[Document section]:
.....
# Psychology Job anxiety



## lostpsychologist (May 31, 2014)

Hello beautiful people!

First off, I'd like to thank you for taking your time and reading through my post, i'm really grateful and appreciate your attention. 

As summer came, and I got too much time to spend thinking, I've been getting really concerned about what I am to do with my future.

In fall I'm starting my 4th final year of Bachelor's degree in Psychology at university in the UK. I'm originally from Russia, so I'm studying on visa. After next year I'd like to take one year off to gain some work experience before I start doing my Master's. I've come to conclusion that UK is not the place where I'd like to continue living, so I'm thinking about finding this gap year job in Italy as I've been spending there at least 3 months every year for the past 11 years and it's become my second home. I'm very familiar with country's culture and mentality. I was wondering if it's possible to find ANY psychology related job for non-italian speakers in Italy?? 

Thank you very much for your attention! Look forward to hearing from you!:hail:


----------



## Falcio (Oct 9, 2012)
.....
Dataset items:

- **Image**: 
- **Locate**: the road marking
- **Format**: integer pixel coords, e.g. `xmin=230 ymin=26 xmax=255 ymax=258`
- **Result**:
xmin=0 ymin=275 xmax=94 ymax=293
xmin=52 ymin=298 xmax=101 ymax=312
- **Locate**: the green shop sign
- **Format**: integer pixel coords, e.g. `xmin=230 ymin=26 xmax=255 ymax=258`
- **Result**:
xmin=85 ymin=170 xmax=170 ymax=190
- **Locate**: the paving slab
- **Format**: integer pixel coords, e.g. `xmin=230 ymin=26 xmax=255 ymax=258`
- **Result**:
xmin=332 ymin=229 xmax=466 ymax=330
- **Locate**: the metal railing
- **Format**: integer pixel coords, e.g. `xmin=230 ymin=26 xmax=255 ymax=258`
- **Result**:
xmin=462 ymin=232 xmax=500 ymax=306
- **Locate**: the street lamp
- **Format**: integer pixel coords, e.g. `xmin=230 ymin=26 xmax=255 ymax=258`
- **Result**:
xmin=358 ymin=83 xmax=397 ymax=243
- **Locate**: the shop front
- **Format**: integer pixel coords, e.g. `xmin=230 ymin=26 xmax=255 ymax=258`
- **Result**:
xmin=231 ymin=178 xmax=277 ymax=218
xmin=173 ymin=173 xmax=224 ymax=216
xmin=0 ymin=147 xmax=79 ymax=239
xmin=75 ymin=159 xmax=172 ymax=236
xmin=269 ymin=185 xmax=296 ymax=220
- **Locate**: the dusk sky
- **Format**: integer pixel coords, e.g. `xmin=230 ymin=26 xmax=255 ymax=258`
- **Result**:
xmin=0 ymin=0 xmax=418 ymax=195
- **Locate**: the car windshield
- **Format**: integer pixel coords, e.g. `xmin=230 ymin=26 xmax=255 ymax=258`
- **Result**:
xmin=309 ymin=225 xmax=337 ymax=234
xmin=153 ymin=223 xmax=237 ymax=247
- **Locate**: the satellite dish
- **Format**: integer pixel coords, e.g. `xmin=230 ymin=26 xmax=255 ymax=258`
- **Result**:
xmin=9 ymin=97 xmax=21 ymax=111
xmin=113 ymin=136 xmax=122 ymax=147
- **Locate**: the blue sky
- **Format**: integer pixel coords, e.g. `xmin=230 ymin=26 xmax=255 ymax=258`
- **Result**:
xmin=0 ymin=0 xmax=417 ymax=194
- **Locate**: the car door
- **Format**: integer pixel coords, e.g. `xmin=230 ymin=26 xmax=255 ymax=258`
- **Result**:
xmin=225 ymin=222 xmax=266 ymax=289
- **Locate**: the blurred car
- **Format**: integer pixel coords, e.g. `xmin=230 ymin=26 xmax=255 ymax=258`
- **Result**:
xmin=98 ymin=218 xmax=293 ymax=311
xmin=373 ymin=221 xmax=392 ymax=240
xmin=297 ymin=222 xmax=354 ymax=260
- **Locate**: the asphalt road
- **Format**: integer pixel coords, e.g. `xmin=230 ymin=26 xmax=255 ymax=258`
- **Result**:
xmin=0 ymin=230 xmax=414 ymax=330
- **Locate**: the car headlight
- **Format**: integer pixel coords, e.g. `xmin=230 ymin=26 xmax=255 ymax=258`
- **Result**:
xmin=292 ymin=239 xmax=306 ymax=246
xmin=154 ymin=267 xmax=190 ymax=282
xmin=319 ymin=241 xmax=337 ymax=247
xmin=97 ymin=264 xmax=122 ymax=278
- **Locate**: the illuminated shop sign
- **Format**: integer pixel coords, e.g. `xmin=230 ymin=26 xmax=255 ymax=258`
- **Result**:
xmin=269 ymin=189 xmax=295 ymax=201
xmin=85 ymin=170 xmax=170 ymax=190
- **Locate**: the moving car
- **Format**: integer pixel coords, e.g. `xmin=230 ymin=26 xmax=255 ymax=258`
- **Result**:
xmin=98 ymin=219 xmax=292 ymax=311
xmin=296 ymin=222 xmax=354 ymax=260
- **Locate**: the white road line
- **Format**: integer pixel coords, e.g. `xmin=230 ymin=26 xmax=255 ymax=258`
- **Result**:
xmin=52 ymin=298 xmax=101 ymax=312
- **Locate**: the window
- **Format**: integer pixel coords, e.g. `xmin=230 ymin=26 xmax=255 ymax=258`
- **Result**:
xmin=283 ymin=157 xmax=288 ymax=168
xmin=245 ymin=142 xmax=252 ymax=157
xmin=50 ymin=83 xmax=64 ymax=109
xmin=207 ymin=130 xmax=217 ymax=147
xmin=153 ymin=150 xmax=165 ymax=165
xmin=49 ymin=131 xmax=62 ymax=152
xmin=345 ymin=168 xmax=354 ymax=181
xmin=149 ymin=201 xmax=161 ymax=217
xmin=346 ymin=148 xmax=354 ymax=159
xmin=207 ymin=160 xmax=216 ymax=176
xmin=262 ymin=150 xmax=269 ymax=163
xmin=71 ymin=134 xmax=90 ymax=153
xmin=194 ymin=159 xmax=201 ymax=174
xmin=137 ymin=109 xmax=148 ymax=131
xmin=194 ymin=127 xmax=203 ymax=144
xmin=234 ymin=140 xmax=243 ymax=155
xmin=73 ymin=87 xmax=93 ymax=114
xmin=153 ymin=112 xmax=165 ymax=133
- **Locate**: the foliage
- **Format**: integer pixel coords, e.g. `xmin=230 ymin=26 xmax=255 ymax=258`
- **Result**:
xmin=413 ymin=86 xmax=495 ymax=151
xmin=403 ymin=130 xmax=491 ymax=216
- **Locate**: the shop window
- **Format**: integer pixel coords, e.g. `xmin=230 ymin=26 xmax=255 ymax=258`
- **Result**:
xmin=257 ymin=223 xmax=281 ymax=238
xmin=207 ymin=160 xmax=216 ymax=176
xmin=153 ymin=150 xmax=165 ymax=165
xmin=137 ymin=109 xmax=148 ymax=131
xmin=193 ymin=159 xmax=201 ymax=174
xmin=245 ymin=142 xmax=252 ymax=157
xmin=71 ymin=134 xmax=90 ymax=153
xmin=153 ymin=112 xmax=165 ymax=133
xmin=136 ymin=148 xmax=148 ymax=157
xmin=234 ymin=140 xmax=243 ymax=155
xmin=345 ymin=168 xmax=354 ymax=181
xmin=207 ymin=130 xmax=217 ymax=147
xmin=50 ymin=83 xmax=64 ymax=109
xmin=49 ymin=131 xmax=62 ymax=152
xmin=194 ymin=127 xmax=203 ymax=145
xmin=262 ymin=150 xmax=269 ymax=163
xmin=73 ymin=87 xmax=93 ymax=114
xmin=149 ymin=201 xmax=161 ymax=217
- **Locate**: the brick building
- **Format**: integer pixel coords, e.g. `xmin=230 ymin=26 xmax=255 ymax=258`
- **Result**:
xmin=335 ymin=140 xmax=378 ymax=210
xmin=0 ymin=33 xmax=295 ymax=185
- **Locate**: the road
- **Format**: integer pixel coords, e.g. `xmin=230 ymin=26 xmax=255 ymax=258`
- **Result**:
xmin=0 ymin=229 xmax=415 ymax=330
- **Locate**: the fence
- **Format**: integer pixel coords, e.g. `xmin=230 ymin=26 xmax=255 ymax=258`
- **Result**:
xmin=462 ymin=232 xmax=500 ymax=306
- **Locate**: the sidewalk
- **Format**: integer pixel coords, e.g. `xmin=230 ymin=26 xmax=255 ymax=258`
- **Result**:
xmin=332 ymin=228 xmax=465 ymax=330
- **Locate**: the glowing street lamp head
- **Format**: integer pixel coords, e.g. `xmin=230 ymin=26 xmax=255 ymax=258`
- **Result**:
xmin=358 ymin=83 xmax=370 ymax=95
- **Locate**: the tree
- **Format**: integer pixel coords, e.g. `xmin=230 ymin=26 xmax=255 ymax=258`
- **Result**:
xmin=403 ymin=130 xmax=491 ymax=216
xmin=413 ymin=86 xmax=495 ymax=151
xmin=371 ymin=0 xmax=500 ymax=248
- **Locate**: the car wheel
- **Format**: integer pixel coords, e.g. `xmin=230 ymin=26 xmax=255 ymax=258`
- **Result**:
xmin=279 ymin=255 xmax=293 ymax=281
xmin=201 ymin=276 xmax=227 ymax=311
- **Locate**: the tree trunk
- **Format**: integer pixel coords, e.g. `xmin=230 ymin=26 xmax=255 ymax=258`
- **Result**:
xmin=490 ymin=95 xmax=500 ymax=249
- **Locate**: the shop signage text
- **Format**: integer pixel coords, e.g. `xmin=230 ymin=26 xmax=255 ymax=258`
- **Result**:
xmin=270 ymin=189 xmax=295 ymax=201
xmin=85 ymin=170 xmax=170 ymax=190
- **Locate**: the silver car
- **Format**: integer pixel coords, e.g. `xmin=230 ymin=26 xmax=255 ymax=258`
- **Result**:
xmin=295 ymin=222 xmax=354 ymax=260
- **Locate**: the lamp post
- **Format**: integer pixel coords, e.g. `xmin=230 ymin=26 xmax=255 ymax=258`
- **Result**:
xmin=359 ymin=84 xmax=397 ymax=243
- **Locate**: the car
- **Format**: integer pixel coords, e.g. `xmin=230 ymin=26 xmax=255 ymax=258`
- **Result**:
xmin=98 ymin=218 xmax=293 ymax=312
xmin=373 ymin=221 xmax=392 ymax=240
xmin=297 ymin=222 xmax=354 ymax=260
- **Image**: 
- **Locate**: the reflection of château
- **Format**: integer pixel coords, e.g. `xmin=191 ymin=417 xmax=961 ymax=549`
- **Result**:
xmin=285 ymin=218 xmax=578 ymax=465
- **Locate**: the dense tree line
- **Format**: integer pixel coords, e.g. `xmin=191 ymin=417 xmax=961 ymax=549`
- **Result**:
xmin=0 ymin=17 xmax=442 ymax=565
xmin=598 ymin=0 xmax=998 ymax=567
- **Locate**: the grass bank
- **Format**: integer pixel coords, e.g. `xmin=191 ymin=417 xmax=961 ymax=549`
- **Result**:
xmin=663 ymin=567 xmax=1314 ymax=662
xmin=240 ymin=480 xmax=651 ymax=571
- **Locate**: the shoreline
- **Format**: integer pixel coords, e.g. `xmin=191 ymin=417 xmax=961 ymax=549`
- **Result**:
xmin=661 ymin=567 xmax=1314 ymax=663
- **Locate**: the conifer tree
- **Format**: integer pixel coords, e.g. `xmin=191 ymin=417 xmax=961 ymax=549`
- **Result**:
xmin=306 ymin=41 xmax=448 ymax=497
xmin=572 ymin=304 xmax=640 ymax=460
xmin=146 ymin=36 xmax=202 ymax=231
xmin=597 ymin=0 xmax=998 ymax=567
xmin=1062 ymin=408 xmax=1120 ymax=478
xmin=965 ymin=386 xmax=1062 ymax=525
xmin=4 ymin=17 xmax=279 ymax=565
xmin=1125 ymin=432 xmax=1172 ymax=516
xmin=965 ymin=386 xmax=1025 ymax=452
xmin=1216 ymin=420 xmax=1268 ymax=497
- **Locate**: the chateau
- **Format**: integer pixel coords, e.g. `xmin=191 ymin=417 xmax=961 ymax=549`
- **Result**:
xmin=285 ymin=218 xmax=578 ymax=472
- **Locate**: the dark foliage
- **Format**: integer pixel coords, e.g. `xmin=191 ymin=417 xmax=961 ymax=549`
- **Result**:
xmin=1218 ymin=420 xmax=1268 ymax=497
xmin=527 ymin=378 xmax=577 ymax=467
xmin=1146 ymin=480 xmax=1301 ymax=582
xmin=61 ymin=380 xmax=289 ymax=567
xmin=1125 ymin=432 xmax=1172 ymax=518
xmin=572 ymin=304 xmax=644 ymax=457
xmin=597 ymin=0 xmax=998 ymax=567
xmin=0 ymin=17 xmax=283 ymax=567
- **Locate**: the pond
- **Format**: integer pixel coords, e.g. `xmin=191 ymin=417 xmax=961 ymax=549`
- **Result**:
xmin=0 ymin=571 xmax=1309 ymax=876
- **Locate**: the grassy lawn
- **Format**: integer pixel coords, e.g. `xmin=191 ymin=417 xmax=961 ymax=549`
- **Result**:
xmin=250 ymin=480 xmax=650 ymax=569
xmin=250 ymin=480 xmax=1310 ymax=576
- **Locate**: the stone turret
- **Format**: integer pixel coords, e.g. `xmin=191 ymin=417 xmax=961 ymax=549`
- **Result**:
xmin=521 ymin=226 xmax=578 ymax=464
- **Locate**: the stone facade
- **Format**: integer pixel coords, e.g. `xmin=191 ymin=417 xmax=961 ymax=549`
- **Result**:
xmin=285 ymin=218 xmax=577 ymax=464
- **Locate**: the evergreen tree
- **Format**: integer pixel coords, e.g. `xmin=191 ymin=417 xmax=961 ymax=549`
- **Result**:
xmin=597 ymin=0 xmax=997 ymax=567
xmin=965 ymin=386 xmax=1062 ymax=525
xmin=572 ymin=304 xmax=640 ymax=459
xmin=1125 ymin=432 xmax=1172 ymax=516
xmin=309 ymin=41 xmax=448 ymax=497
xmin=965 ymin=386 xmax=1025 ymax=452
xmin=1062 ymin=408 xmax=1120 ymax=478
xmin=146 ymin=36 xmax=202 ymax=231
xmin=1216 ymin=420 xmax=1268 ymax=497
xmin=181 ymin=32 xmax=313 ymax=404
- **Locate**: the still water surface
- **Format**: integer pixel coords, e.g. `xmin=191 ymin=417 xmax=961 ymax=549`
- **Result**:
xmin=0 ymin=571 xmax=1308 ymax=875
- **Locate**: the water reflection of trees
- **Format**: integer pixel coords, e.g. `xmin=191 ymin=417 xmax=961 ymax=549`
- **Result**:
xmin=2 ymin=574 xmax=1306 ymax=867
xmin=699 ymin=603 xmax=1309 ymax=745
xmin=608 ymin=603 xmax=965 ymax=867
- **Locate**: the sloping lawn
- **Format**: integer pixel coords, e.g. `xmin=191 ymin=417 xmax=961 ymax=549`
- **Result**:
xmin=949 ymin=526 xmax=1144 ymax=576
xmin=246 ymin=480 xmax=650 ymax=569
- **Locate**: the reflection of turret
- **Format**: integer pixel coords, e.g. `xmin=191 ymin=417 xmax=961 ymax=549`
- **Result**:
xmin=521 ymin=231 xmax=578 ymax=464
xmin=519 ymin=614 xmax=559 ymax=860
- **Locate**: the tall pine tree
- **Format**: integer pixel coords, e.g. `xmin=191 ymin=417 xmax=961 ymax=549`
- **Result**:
.....
[Required actions]:
**a.** Swap "beautiful" for "wonderful" and rewrite the psychology job anxiety thread from "# Psychology Job" to "appreciate your attention.".
**b.** Write the next part of the psychology job anxiety thread, starting after its final line.

[Answers to the tasks]:
**a.**
# Psychology Job anxiety



## lostpsychologist (May 31, 2014)

Hello wonderful people!

First off, I'd like to thank you for taking your time and reading through my post, i'm really grateful and appreciate your attention.

**b.**
You could try looking during another vacation, I'd recommend the north.
While you can find such jobs RELATIVELY easily, you will find a lot of competition too, because jobs of any kind are pretty scarce these days; I'm getting ready to move overseas, myself.

If you are fluent with the language, you won't have any problems; else, it will be very difficult.
Keep in mind, that most of the jobs in that field would be in the public sector, which you probably won't be able to access without a EU citizenship.
The best bet would probably be to open your own studio, but taxation is insanely high in Italy.


----------



## stefanaccio (Sep 25, 2007)

I worked for four years in Italy for US government as an English-speaking psychologist.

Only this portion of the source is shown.